─── Provided text ───
BigQuery Engine for Apache Flink security and permissions

When you use BigQuery Engine for Apache Flink to create deployments and to run jobs, you use a permissions system to maintain secure access to files and resources. This document explains the following concepts:

  • What the Managed Flink service agent is and how it's used
  • What the Managed Flink Default Workload Identity is and how it's used
  • Roles and permissions required for creating deployments and jobs
  • Roles and permissions required for accessing resources used by your jobs
  • Types of data used with BigQuery Engine for Apache Flink and data security

Before you begin

BigQuery Engine for Apache Flink service accounts

A service account is a special account used by an application or a virtual machine (VM) instance, not a person. You can give permissions to a service account to allow the service account to access resources or applications. A service agent is a type of service account that is provided automatically by Google. The service agent enables a service to access resources on your behalf.
───
→ Tasks to carry out
a: Rewrite the paragraph beginning "A service account is a special account" from the Flink security text as a short bulleted list that keeps its main facts.
b: Reproduce the Flink security text from "Before you begin" up to and including "on your behalf.", changing "Google" to "Google Cloud".
Rely only on the text about BigQuery Engine for Apache Flink security when responding.
─── Information provided ───
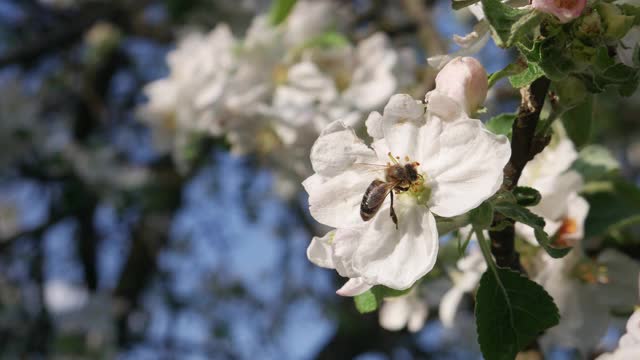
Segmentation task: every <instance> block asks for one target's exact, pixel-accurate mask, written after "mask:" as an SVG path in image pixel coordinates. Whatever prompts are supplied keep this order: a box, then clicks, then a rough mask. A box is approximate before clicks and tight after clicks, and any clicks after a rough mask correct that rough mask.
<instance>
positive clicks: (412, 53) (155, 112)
mask: <svg viewBox="0 0 640 360" xmlns="http://www.w3.org/2000/svg"><path fill="white" fill-rule="evenodd" d="M335 10H336V9H335V7H334V6H333V4H332V3H331V2H324V1H323V2H314V1H300V2H298V3H297V4H296V5H295V7H294V9H293V10H292V12H291V14H289V16H288V17H287V19H286V20H285V21H284V22H283V23H281V24H278V25H274V24H272V23H271V22H270V21H269V17H268V16H267V15H258V16H256V17H255V18H254V19H253V22H252V23H251V25H250V27H249V29H248V30H247V33H246V35H245V36H244V38H241V39H239V38H236V37H235V36H234V35H233V34H232V33H231V31H230V29H229V27H228V26H227V25H226V24H219V25H217V27H216V28H215V29H213V30H212V31H211V32H210V33H208V34H201V33H189V34H187V35H186V36H185V37H184V38H183V39H182V40H181V41H180V42H179V44H178V46H177V48H176V49H175V50H174V51H172V52H170V53H169V55H168V57H167V61H168V64H169V75H168V77H166V78H162V79H159V80H157V81H155V82H152V83H151V84H149V85H147V87H146V88H145V93H146V95H147V96H148V98H149V101H148V103H146V104H145V105H144V106H142V107H141V108H140V110H139V115H140V117H141V118H142V119H143V120H144V121H145V122H147V123H148V124H149V125H150V126H151V127H152V129H153V132H154V139H155V142H156V145H157V147H158V148H159V149H160V150H174V149H175V150H177V151H178V152H179V151H180V148H181V147H184V146H185V144H187V143H188V141H189V138H190V136H191V135H193V134H194V133H199V134H203V133H204V134H206V135H210V136H214V137H223V136H224V137H226V140H227V141H228V142H229V143H230V145H231V151H232V152H233V153H236V154H257V155H258V156H259V157H261V158H263V159H266V160H267V161H268V162H270V165H275V166H274V167H275V169H276V170H282V171H280V172H279V173H280V174H281V175H282V174H285V173H288V174H290V175H293V176H294V177H293V179H295V180H296V182H297V183H299V182H300V180H301V179H303V178H304V177H306V176H308V175H309V174H310V173H311V168H310V167H309V164H308V154H309V149H310V147H311V144H312V143H313V141H314V140H315V138H316V137H317V136H318V134H319V133H320V131H321V130H322V129H323V128H324V127H325V126H326V125H327V124H329V123H331V122H332V121H334V120H336V119H342V120H343V121H345V122H347V123H348V124H349V125H351V126H356V127H357V126H359V123H360V122H361V121H362V120H363V115H364V114H366V113H367V112H369V111H371V110H375V109H379V108H381V107H382V106H383V105H384V103H385V102H386V101H387V99H388V98H389V97H390V96H391V95H392V94H393V93H394V92H395V91H397V90H398V89H401V88H407V87H408V86H409V85H410V84H411V82H412V81H415V76H414V69H415V64H414V63H415V55H414V54H413V52H412V51H411V50H409V49H402V50H399V51H397V50H395V49H394V48H393V47H392V46H391V43H390V40H389V39H388V38H387V36H386V35H384V34H383V33H375V34H373V35H371V36H369V37H367V38H365V39H363V40H361V41H360V42H358V43H357V45H356V46H352V45H351V44H350V43H349V41H348V40H347V39H346V38H344V37H343V36H342V35H340V34H339V33H338V32H336V31H335V30H334V28H335V24H334V16H333V13H334V12H335Z"/></svg>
───
→ Outputs by task
a:
- A service account is used by an application or a virtual machine (VM) instance rather than a person.
- It can be given permissions to access resources or applications.
- A service agent is a type of service account that Google provides automatically.
- A service agent lets a service access resources on your behalf.

b:
Before you begin

BigQuery Engine for Apache Flink service accounts

A service account is a special account used by an application or a virtual machine (VM) instance, not a person. You can give permissions to a service account to allow the service account to access resources or applications. A service agent is a type of service account that is provided automatically by Google Cloud. The service agent enables a service to access resources on your behalf.